> _SOURCE MATERIAL_
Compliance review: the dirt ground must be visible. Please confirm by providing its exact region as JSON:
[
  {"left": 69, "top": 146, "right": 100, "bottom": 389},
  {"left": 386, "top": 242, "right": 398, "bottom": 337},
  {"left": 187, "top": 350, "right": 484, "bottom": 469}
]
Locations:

> _THE PROBLEM_
In the records above, change "dirt ground" to "soil" and reproduce every line with nothing else altered.

> _FULL OUTPUT_
Compliance review: the soil must be visible. Please confirm by providing its exact region as JSON:
[
  {"left": 69, "top": 146, "right": 100, "bottom": 389},
  {"left": 386, "top": 242, "right": 398, "bottom": 337},
  {"left": 187, "top": 350, "right": 484, "bottom": 469}
]
Locations:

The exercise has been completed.